The data Start Marker
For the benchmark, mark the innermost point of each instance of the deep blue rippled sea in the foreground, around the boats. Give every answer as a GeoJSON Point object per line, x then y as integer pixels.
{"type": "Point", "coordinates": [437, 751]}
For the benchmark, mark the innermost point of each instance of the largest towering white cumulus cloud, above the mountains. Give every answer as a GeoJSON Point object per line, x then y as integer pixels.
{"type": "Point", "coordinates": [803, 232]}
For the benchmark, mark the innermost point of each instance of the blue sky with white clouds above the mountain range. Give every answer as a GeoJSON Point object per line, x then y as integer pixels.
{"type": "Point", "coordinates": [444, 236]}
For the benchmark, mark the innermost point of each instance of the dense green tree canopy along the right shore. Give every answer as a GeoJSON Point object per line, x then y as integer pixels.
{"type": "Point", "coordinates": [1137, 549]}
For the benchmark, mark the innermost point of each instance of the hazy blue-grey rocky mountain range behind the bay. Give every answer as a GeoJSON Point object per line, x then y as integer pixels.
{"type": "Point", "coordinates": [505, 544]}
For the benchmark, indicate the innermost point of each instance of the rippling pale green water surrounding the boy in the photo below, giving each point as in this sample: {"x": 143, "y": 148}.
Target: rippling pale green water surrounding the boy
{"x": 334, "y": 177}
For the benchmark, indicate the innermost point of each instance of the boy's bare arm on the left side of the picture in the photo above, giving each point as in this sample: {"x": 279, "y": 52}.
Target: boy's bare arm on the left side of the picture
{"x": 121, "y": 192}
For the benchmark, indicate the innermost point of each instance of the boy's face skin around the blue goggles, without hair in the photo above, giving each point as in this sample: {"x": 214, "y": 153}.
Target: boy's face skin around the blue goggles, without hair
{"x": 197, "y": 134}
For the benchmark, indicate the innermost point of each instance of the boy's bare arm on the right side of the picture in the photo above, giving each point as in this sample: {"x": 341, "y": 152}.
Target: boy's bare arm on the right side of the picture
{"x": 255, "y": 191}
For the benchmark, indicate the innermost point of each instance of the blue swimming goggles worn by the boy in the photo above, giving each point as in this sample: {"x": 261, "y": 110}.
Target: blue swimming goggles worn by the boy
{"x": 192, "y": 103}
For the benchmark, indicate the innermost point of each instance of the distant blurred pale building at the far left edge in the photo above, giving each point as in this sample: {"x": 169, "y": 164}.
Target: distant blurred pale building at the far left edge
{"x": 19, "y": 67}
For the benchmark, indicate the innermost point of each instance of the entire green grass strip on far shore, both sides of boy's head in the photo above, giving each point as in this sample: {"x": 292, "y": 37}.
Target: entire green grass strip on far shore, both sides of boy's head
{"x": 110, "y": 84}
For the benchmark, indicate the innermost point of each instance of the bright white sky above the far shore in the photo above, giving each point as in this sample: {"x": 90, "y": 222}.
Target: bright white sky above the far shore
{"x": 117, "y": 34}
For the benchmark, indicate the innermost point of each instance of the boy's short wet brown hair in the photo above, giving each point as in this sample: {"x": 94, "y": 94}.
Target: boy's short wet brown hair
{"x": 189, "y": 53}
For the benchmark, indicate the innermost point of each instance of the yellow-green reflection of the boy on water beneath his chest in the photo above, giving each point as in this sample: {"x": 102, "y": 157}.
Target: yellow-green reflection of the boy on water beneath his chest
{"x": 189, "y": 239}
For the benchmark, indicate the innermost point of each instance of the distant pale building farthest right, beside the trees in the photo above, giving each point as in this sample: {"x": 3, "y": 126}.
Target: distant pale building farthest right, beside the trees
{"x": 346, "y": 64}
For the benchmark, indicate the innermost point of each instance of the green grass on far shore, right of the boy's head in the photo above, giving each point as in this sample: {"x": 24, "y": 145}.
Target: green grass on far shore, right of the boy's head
The data End Marker
**Problem to work on:**
What you return must match the data line for line.

**Solution to this problem:**
For the benchmark, mark the innermost point of each instance of the deep blue rippled sea in the foreground, around the boats. Give every answer as a GeoJSON Point object per line, x then y as integer pixels.
{"type": "Point", "coordinates": [437, 751]}
For the benchmark, mark the innermost point of each instance of the largest towering white cumulus cloud, above the mountains. Give every answer as a GeoJSON Point object per line, x then y as integer pixels.
{"type": "Point", "coordinates": [803, 232]}
For the benchmark, mark the innermost point of each instance of the blue sky with white clouds above the mountain range. Give every answer as a GeoJSON Point object per line, x then y as integer pixels.
{"type": "Point", "coordinates": [444, 236]}
For the benchmark, mark the innermost point of each instance of the dense green tree canopy along the right shore. Give every answer as a GeoJSON Point object per line, x then y as integer pixels.
{"type": "Point", "coordinates": [1137, 549]}
For the benchmark, mark the innermost point of each instance of the hazy blue-grey rocky mountain range behind the bay. Give every answer as a GeoJSON Point object per line, x then y as integer pixels.
{"type": "Point", "coordinates": [505, 544]}
For the benchmark, indicate the innermost point of each instance of the rippling pale green water surrounding the boy in the photo below, giving each point as in this sample: {"x": 143, "y": 148}.
Target: rippling pale green water surrounding the boy
{"x": 334, "y": 177}
For the benchmark, indicate the innermost point of each instance of the boy's bare arm on the left side of the picture in the photo above, giving each point as in this sample: {"x": 279, "y": 52}.
Target: boy's bare arm on the left side of the picture
{"x": 121, "y": 192}
For the benchmark, indicate the innermost point of each instance of the boy's face skin around the blue goggles, without hair in the photo above, giving each point as in this sample: {"x": 214, "y": 153}.
Target: boy's face skin around the blue goggles, without hair
{"x": 197, "y": 134}
For the benchmark, indicate the innermost point of each instance of the boy's bare arm on the right side of the picture in the photo above, giving each point as in this sample: {"x": 341, "y": 152}.
Target: boy's bare arm on the right side of the picture
{"x": 255, "y": 191}
For the benchmark, indicate the innermost point of each instance of the blue swimming goggles worn by the boy in the photo above, giving each point as in this sample: {"x": 261, "y": 110}.
Target: blue swimming goggles worn by the boy
{"x": 192, "y": 103}
For the benchmark, indicate the innermost point of each instance of the distant blurred pale building at the far left edge in the photo above, giving each point as in this sample: {"x": 169, "y": 164}.
Target: distant blurred pale building at the far left edge
{"x": 19, "y": 67}
For the benchmark, indicate the innermost point of each instance of the entire green grass strip on far shore, both sides of boy's head in the photo above, giving each point as in this sample: {"x": 292, "y": 37}.
Target: entire green grass strip on far shore, both sides of boy's head
{"x": 110, "y": 84}
For the benchmark, indicate the innermost point of each instance of the bright white sky above the far shore in the photo above, giving each point as in this sample: {"x": 90, "y": 222}.
Target: bright white sky above the far shore
{"x": 117, "y": 34}
For the benchmark, indicate the innermost point of each instance of the boy's short wet brown hair in the photo above, giving each point as in this sample: {"x": 94, "y": 94}.
Target: boy's short wet brown hair
{"x": 189, "y": 53}
For the benchmark, indicate the innermost point of each instance of the yellow-green reflection of the boy on water beneath his chest in the photo above, giving each point as in this sample: {"x": 102, "y": 157}.
Target: yellow-green reflection of the boy on water beneath his chest
{"x": 189, "y": 239}
For the benchmark, indicate the innermost point of each instance of the distant pale building farthest right, beside the trees in the photo above, giving each point as in this sample: {"x": 3, "y": 126}.
Target: distant pale building farthest right, beside the trees
{"x": 346, "y": 64}
For the benchmark, indicate the innermost point of each instance of the green grass on far shore, right of the boy's head in the photo above, giving each point as in this sample: {"x": 24, "y": 145}.
Target: green grass on far shore, right of the boy's head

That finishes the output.